In the entries below, locate the line with "In the picture above, where can the player's hand", then give again that line and all lines after it, exactly, with pictures omitted.

**Stored items:**
· · · · ·

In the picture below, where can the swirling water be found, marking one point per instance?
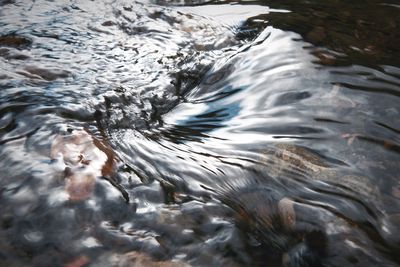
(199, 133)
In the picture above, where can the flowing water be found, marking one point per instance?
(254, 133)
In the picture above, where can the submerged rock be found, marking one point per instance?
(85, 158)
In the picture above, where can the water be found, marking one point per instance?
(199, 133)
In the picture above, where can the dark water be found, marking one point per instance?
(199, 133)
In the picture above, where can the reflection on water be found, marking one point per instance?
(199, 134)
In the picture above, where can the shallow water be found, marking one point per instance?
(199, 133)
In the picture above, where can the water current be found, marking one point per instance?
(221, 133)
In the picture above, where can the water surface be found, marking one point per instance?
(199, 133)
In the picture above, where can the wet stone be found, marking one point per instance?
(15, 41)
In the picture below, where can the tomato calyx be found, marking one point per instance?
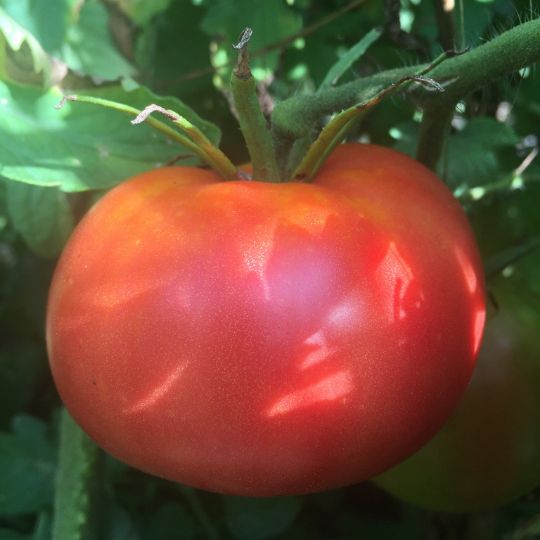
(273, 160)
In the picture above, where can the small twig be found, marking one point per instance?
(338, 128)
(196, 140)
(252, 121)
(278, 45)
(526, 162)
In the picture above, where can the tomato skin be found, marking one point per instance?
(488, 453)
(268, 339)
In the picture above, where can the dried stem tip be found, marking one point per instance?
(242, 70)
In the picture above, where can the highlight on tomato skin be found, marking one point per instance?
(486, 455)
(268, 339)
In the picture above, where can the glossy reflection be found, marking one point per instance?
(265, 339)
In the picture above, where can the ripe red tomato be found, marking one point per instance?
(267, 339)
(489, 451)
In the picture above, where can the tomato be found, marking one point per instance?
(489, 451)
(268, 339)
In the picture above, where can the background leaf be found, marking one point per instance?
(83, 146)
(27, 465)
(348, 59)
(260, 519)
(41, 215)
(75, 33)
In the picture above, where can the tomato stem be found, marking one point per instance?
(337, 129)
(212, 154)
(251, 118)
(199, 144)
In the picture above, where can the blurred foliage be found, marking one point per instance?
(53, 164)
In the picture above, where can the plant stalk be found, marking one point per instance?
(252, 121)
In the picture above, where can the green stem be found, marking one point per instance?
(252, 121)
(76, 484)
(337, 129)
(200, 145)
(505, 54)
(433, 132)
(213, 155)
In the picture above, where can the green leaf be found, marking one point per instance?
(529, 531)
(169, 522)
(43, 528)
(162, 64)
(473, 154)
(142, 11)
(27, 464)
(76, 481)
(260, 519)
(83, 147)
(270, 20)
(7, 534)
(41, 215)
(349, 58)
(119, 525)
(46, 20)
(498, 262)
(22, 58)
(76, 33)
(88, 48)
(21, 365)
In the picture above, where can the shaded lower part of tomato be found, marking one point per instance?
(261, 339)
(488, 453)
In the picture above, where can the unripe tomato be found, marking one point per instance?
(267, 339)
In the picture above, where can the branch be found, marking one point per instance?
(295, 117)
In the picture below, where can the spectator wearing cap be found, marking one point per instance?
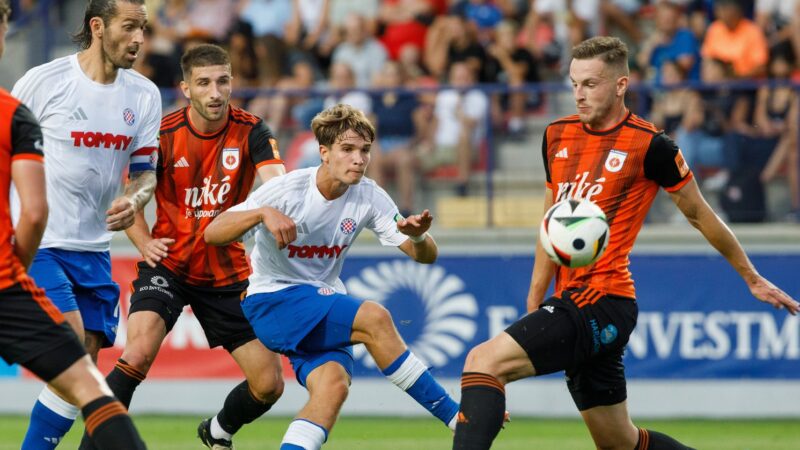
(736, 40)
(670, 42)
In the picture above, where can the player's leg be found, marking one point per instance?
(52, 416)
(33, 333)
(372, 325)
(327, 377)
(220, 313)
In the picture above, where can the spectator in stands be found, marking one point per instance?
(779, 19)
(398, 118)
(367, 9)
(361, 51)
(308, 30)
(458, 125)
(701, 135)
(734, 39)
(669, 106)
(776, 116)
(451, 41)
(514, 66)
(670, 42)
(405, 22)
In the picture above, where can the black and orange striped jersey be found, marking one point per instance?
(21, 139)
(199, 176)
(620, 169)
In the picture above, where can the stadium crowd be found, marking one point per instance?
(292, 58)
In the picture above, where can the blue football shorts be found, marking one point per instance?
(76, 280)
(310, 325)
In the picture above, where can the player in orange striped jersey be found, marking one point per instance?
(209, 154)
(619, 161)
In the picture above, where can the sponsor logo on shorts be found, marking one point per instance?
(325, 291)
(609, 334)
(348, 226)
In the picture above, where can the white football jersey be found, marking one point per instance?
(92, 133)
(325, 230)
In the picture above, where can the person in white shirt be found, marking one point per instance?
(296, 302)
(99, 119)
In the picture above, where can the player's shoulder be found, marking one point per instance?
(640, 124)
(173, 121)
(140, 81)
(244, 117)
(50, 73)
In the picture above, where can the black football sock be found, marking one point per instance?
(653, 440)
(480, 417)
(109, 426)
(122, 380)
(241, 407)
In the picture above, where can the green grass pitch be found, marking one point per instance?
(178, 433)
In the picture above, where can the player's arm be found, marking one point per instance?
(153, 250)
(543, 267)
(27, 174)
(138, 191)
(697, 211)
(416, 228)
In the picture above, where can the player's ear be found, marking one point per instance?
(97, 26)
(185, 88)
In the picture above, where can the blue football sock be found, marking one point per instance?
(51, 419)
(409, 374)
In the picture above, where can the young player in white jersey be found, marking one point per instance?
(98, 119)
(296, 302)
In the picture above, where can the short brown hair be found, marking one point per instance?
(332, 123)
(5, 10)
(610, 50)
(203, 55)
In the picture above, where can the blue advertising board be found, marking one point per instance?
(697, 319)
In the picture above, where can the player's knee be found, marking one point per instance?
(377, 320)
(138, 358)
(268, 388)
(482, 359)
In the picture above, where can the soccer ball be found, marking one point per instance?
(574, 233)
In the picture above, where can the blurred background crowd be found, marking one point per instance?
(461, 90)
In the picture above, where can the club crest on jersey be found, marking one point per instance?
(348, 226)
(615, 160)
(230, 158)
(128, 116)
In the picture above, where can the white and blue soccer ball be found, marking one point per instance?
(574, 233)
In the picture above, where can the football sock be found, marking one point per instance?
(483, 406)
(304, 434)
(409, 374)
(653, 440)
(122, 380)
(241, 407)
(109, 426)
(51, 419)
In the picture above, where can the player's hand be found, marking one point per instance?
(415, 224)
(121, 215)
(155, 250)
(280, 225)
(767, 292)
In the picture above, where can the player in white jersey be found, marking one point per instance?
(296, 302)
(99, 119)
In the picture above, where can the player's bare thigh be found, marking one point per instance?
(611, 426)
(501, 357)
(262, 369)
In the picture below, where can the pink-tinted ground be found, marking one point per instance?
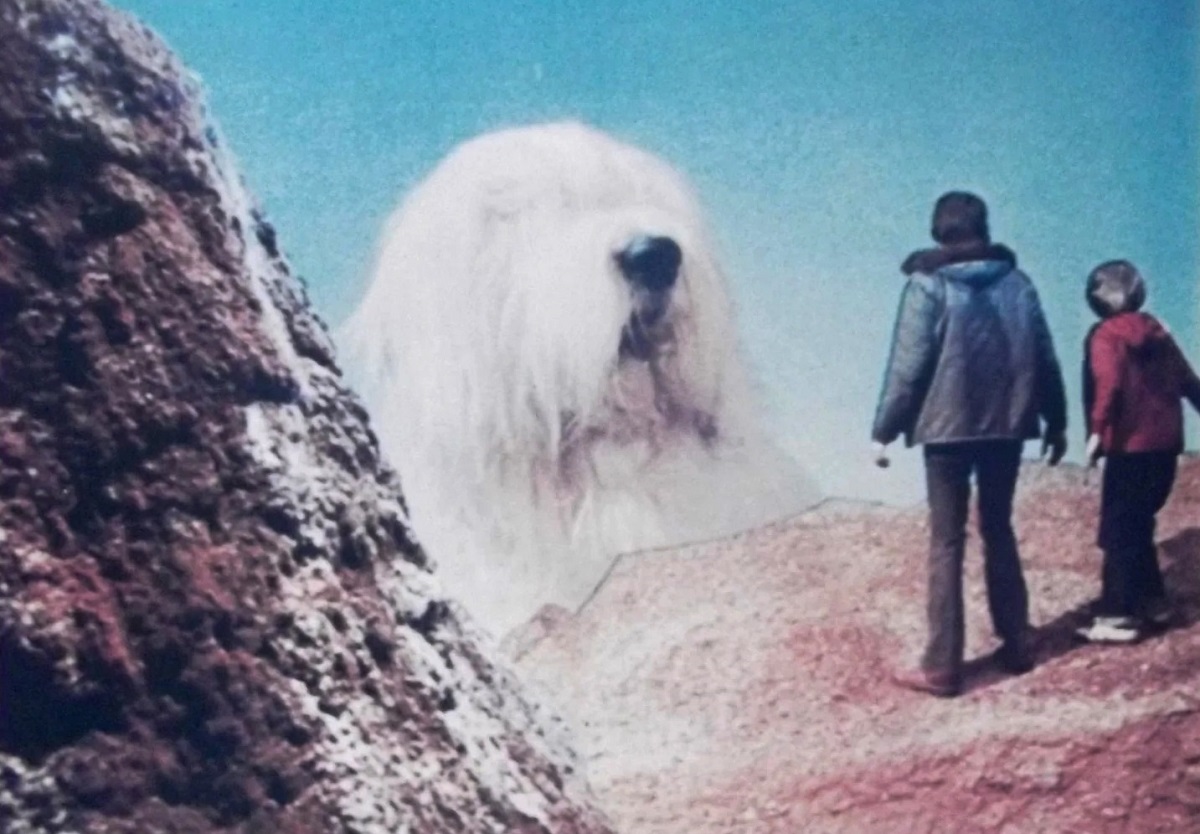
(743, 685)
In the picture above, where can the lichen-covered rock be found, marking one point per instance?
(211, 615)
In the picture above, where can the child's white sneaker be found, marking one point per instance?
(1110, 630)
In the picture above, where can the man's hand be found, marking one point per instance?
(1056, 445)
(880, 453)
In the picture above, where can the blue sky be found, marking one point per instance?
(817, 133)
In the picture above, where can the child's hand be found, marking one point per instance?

· · · · ·

**Response:**
In the picture above, where can the player's hand be found, marking one point per instance?
(415, 224)
(121, 215)
(155, 250)
(280, 225)
(767, 292)
In the picture above, where can the player in white jersey be found, marking one point per instance?
(296, 302)
(99, 119)
In the picture above, where can the player's bare thigh be found, marking one point per instance?
(611, 426)
(501, 357)
(262, 369)
In the picture below, where can the pink-tinted ground be found, marking one point per instance?
(743, 685)
In the picture above, where can the lichen-covered rock be found, marking one point per instance?
(211, 615)
In the picture above, where can the child's white sneaker be found, marking one point per instance?
(1110, 630)
In the picture above, where can the man's hand be found, marking one point per instance?
(1056, 445)
(880, 453)
In the picture above, where can the blue sky be found, marking one point per instance?
(817, 133)
In the picture above, where can the child's hand be found, marking one point per instance?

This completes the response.